### SELECTED EXTRACT
Grant Blankenship: So for the cephalopod-curious who are maybe landlocked and can't scuba dive, what's the best way for us to engage with them? How do — how do we get close contact with these animals?

Ira Flatow: Well, you know, there are aquariums that have cephalopods in them and they allow you to, you know, get up close and personal with them. You don't want to — you don't want to hurt them, I mean, and the aquariums won't allow you to do this. But, you know, if you can't get to the cephalopods, go to the petting zoos in the aquariums and — and react with those animals that they can allow you to touch.

You could become a scuba diver and you could go underwater and look for an octopus.  The dive masters know where they live. I found one when I was diving. The dive master took me to the pilings in a pier. Because octopuses — octopi, whichever you prefer — are nocturnal, they like to come out at night. And he beckoned me over to this octopus, and I swam over. And he had one in his hand. He's gesturing to me, 'Hey, come, come, feel this.' And I'm sort of afraid because I've never touched an octopus. But he took the octopus and he sort of tilted his hand and it went into my hand. And you know what? I could hardly feel it because it's probably 98% water. And I'm in the water, so I'm just gently touching it. And it was one of the great moments of my diving experience. And I think that's the best way: It's to go out and go learn how to scuba dive and go see them in their natural habitat because they will do things in their natural habitat that you won't see them do in captivity because they're at home out there and there they're the boss.

Grant Blankenship: What research are you watching most curiously? What's — what's the stuff that you're looking forward to scientists telling you that you want to know about these animals?

### PROBLEMS TO WORK ON
(a) Duplicate the passage of the interview between "Grant Blankenship: What research" and "about these animals?", inclusive.
(b) In the interview, list every sentence spoken by Grant Blankenship that ends with a question mark.

(Source data)
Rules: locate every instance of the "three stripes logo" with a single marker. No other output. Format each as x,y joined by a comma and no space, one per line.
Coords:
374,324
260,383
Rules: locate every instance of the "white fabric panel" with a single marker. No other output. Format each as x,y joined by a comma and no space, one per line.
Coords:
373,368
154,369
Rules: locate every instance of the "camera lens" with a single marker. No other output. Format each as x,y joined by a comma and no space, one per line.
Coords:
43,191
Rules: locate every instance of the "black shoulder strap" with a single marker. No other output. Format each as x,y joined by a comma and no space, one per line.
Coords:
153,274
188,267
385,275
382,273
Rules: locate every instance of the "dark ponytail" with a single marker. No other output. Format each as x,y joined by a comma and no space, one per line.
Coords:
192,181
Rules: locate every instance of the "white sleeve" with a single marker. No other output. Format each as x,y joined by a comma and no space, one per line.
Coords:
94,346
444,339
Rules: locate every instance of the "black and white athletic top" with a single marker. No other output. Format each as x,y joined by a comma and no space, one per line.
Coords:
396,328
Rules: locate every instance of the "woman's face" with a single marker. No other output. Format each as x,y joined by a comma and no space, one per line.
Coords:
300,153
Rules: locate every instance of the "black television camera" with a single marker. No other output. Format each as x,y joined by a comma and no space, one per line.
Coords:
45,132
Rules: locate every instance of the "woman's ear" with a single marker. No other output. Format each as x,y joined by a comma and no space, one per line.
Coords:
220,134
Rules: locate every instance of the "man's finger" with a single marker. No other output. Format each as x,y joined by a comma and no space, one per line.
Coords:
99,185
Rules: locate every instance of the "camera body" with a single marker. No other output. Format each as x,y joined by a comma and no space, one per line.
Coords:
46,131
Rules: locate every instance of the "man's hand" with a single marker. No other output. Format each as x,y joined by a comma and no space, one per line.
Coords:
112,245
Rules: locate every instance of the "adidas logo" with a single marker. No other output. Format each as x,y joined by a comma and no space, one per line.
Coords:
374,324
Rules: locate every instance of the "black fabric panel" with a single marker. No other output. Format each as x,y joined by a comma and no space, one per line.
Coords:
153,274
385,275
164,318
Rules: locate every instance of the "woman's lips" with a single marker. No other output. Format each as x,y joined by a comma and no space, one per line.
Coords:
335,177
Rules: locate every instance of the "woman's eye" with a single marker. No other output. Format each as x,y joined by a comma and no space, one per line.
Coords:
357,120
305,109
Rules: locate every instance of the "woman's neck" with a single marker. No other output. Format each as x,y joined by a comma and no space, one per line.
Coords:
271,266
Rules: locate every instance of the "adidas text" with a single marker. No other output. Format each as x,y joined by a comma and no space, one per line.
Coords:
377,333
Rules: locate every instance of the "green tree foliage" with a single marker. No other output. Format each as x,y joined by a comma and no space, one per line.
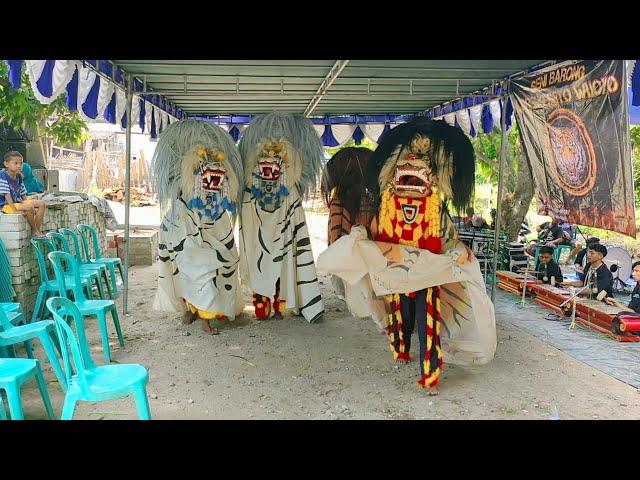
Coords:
20,109
518,181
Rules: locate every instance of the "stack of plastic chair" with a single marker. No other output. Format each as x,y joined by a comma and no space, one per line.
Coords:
13,373
86,272
13,312
48,287
11,335
90,383
77,254
88,232
64,266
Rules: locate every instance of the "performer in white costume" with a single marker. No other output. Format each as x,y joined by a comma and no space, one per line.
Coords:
197,174
282,156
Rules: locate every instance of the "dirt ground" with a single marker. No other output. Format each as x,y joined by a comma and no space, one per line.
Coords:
339,368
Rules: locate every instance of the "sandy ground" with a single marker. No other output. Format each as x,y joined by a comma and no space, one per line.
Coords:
340,368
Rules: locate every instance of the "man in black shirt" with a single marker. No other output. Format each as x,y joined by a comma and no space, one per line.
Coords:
581,259
634,304
596,274
550,235
548,271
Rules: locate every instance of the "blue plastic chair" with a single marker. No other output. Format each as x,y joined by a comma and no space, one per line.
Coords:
48,286
86,232
65,265
90,383
90,274
11,335
13,373
77,254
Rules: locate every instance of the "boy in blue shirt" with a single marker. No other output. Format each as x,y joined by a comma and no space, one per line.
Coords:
13,193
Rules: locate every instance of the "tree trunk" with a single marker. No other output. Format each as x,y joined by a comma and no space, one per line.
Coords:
43,151
517,199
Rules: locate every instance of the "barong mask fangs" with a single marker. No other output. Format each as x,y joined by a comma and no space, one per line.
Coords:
212,174
413,175
269,174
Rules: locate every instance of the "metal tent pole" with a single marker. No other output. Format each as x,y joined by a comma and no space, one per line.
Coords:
496,233
127,204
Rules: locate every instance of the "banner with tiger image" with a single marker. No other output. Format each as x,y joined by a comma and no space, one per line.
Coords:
574,127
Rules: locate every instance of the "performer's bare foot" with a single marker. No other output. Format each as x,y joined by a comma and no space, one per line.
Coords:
208,329
189,318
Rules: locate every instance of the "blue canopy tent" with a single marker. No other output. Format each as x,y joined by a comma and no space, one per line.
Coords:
343,98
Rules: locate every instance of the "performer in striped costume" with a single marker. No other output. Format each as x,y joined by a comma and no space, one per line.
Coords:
282,155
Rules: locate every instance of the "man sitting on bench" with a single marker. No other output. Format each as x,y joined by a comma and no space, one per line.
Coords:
596,274
547,270
550,235
634,304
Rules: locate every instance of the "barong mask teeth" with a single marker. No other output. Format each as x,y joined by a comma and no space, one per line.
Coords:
198,162
413,175
211,185
211,172
269,175
417,158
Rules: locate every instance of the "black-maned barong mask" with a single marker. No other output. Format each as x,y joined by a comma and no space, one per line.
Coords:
413,176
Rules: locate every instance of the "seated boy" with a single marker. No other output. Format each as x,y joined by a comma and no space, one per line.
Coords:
547,270
13,193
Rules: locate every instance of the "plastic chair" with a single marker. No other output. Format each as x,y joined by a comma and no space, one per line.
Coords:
85,264
12,335
14,313
91,274
91,383
87,231
65,265
47,286
13,373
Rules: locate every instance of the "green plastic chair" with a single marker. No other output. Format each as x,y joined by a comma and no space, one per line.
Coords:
77,254
90,383
86,232
13,311
91,274
13,373
64,265
11,335
48,286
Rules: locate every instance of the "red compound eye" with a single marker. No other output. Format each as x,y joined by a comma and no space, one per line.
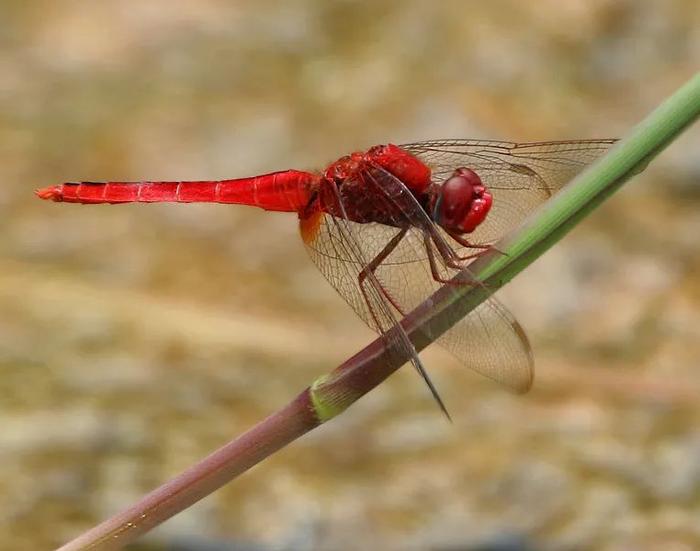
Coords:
463,202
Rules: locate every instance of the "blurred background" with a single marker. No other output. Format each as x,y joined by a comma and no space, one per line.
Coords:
136,339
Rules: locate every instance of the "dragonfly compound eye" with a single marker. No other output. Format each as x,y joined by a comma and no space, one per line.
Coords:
463,202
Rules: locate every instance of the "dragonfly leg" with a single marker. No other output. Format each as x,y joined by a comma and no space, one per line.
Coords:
376,262
433,265
467,244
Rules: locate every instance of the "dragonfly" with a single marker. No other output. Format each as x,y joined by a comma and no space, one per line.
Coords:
390,225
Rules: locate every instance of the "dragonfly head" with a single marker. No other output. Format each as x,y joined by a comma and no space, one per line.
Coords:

### ANSWERS FOR THIS EXERCISE
(a)
Grant Blankenship: What research are you watching most curiously? What's — what's the stuff that you're looking forward to scientists telling you that you want to know about these animals?

(b)
- So for the cephalopod-curious who are maybe landlocked and can't scuba dive, what's the best way for us to engage with them?
- How do — how do we get close contact with these animals?
- What research are you watching most curiously?
- What's — what's the stuff that you're looking forward to scientists telling you that you want to know about these animals?